The records that appear below are to be restated word for word.

*** Records for this exercise Section Begins ***

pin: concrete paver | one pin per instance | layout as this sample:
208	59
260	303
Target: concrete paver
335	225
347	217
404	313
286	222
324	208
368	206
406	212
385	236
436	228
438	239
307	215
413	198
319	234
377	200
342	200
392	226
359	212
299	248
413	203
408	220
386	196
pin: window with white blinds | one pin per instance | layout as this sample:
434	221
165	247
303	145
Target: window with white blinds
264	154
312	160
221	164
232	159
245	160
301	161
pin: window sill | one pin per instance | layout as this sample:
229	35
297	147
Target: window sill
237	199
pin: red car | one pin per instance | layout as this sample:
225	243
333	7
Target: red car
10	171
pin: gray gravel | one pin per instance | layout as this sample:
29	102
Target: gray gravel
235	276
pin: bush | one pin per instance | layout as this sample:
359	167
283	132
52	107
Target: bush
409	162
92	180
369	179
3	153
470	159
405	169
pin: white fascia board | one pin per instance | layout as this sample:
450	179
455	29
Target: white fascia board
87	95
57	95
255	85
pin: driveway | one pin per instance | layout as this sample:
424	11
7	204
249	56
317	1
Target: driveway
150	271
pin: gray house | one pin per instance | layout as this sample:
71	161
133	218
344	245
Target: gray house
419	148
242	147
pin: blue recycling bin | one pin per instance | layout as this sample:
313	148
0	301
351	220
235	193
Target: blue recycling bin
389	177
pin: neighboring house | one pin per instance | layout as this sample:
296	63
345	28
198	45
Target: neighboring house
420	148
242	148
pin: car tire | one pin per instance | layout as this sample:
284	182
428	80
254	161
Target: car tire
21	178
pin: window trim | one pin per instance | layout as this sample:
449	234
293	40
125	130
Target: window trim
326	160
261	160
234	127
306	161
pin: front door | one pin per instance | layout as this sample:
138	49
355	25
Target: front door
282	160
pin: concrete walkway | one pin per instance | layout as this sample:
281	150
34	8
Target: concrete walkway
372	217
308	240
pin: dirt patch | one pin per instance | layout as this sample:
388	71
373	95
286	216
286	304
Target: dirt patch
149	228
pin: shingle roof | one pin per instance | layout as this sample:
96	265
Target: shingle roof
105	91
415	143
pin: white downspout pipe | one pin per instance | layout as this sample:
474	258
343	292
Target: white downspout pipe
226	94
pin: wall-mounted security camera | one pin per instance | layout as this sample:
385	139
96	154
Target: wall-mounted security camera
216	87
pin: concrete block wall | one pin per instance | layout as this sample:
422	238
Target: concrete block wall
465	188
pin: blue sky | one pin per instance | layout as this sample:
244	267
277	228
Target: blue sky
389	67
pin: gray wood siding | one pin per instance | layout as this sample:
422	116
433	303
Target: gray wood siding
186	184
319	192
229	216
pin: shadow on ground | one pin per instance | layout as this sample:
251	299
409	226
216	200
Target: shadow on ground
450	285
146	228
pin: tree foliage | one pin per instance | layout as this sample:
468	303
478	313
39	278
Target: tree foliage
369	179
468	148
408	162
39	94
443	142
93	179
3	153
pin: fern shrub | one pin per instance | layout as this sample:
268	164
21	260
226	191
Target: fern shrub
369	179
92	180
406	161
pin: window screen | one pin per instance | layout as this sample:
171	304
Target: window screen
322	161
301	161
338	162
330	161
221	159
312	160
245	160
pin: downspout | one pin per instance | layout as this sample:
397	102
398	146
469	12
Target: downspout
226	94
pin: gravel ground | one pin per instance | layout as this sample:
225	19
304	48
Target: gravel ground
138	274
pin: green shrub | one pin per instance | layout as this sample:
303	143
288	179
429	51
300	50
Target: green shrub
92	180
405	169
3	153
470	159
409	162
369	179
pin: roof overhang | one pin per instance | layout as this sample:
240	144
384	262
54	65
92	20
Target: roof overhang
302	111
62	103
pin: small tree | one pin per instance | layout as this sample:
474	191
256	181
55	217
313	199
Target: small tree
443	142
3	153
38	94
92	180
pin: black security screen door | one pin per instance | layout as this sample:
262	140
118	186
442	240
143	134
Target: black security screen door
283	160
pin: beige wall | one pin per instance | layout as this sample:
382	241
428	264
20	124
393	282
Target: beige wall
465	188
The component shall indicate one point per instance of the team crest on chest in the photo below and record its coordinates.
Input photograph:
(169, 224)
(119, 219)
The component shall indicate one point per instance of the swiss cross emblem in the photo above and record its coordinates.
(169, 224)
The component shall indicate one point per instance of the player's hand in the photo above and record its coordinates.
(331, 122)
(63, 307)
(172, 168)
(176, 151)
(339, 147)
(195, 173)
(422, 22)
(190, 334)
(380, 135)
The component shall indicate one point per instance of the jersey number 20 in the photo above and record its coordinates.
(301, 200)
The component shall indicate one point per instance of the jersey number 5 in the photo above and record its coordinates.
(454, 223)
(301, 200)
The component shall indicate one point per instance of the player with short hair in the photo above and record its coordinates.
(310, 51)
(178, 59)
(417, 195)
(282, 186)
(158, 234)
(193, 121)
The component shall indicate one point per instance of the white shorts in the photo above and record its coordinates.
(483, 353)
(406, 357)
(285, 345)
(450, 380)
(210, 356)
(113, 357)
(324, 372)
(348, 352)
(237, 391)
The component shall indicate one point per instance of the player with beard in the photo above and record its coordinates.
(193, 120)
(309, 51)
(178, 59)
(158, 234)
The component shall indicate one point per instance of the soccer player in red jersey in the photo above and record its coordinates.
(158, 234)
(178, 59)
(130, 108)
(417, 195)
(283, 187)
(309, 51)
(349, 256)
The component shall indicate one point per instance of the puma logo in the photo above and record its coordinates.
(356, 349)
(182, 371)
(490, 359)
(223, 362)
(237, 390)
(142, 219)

*** Records for this exercise Section Ends ***

■ **Output of the exercise**:
pin: concrete paver | one pin per instance | layout as this sample:
208	59
260	303
Target: concrete paver
335	225
347	217
404	313
286	222
324	208
368	206
406	212
385	236
436	228
438	239
307	215
413	198
319	234
377	200
342	200
392	226
359	212
299	248
413	203
408	220
386	196
pin: window with white blinds | one pin per instance | layout as this sample:
434	221
165	247
303	145
Target: window with white blinds
264	154
312	160
221	164
232	159
245	160
301	161
pin: window sill | one pin per instance | layout as this sample:
229	35
297	147
Target: window sill
237	199
pin: red car | one pin per instance | layout as this sample:
225	243
333	7
Target: red car
10	171
pin: gray gravel | one pin per instance | layout as this sample:
29	102
Target: gray gravel
235	276
pin: bush | one pin per instance | layout as this sample:
359	167
283	132
52	107
Target: bush
409	162
92	180
369	179
3	153
470	159
405	169
pin: white fascia board | one pin per instance | layout as this sample:
450	179
455	29
Target: white fascia board
87	95
57	95
255	85
pin: driveway | one pin per instance | layout as this sample:
424	11
7	204
249	56
317	1
Target: driveway
150	271
pin: gray house | one pin per instance | layout as this sample:
71	161
133	218
344	245
Target: gray house
419	148
242	147
pin: blue recycling bin | one pin per instance | layout as this sample:
313	148
0	301
351	220
235	193
Target: blue recycling bin
389	177
pin: neighboring house | one pin per instance | layout as this sample:
296	63
345	28
198	45
Target: neighboring house
420	148
242	148
pin: car tire | one pin per instance | layout as this sample:
284	182
428	80
254	161
Target: car tire
21	178
pin: window trim | one pin per instance | layout as this sample:
449	234
293	40
125	130
Target: window trim
326	160
261	160
234	127
306	161
pin: front door | one pin per instance | layout as this sample:
138	49
355	25
Target: front door
282	160
pin: concrete walkway | one pin per instance | layout as this sample:
281	150
34	8
Target: concrete walkway
372	217
308	240
pin: dirt patch | one pin per instance | layout as this sample:
388	71
373	95
286	216
286	304
Target: dirt patch
149	228
pin: shingle roof | one pin per instance | layout as this sample:
96	265
Target: shingle roof
105	91
415	143
pin: white downspout pipe | one pin per instance | layout as this sample:
474	258
343	292
Target: white downspout pipe
226	94
pin: wall-mounted security camera | one pin per instance | layout as this sample:
385	139
96	154
Target: wall-mounted security camera
216	87
pin: concrete block wall | one pin per instance | layout as this sample:
422	238
Target: concrete block wall
465	188
pin: blue sky | one pin per instance | layout as this sample:
244	267
277	228
Target: blue sky
389	67
pin: gray wood siding | one pin per instance | layout as this sample:
422	116
433	303
Target: gray wood siding
186	184
319	192
229	216
pin: shadow on ground | one pin per instance | layout as this sample:
251	299
409	226
216	200
Target: shadow on ground
450	285
146	228
pin: tree foliage | one pin per instance | layout as this sample:
468	303
478	313
39	278
Target: tree foliage
369	179
468	148
408	162
39	94
443	142
93	179
3	153
pin: fern shrub | one pin per instance | layout as this sample:
268	164
21	260
226	191
Target: fern shrub
369	179
92	180
406	161
pin: window screen | one pin per instance | layout as this sample:
171	304
Target: window screen
322	161
301	161
338	162
330	161
221	159
312	160
245	160
pin: downspout | one pin per instance | layout as this sample:
397	102
398	146
469	12
Target: downspout
226	94
pin: gravel ground | one pin per instance | layout as this sample:
225	19
304	48
Target: gravel ground
138	274
pin: green shrub | one pin per instance | layout as this sample:
303	143
288	179
429	51
300	50
Target: green shrub
92	180
405	169
3	153
470	159
409	162
369	179
pin: roof overhang | one pin per instance | layout as this sample:
240	144
384	262
54	65
92	20
Target: roof overhang
302	111
62	103
pin: small tree | one pin per instance | layout as this sample:
474	191
256	181
55	217
313	199
Target: small tree
443	142
3	153
38	94
92	180
pin: black security screen door | one pin per instance | layout as this sample:
262	140
118	186
442	240
143	134
Target: black security screen door
283	160
pin: beige wall | one pin per instance | layout as this sample:
382	241
428	264
20	124
393	282
Target: beige wall
465	188
The component shall indicate one point per instance of the team crest on chest in the photo below and record its coordinates.
Input photograph:
(169, 224)
(119, 219)
The component shall indicate one point per instance of the swiss cross emblem in the photo above and record its coordinates.
(169, 224)
The component shall indicate one point per instance of the player's hand in the photo above and record its coordinates.
(331, 122)
(63, 307)
(172, 168)
(176, 151)
(339, 147)
(195, 173)
(422, 22)
(190, 334)
(380, 135)
The component shall indicate one point per instance of the jersey number 20 in the photo above and record its coordinates.
(301, 200)
The component shall indicate one point per instance of the jersey number 5 in the photo above and record its coordinates.
(454, 223)
(301, 200)
The component shall indicate one point per instance of the player with short hair in the photo above and record its coordinates.
(310, 51)
(178, 59)
(417, 195)
(282, 186)
(158, 234)
(193, 121)
The component shall indicate one point per instance of the white shorts in the photo above and record its coordinates.
(483, 353)
(406, 357)
(285, 345)
(450, 380)
(210, 356)
(113, 357)
(324, 372)
(348, 352)
(237, 391)
The component shall indicate one point per instance of the player with beard in the photo above and record its coordinates.
(193, 120)
(309, 51)
(178, 59)
(158, 234)
The component shall indicate one point per instance of the soccer player in red jersey in the photo above and record its coordinates.
(158, 234)
(178, 59)
(130, 108)
(417, 195)
(283, 187)
(309, 51)
(349, 256)
The component shall indicate one point per instance of the puma logo in the photo above and record its coordinates.
(356, 349)
(182, 371)
(490, 359)
(223, 362)
(237, 390)
(142, 219)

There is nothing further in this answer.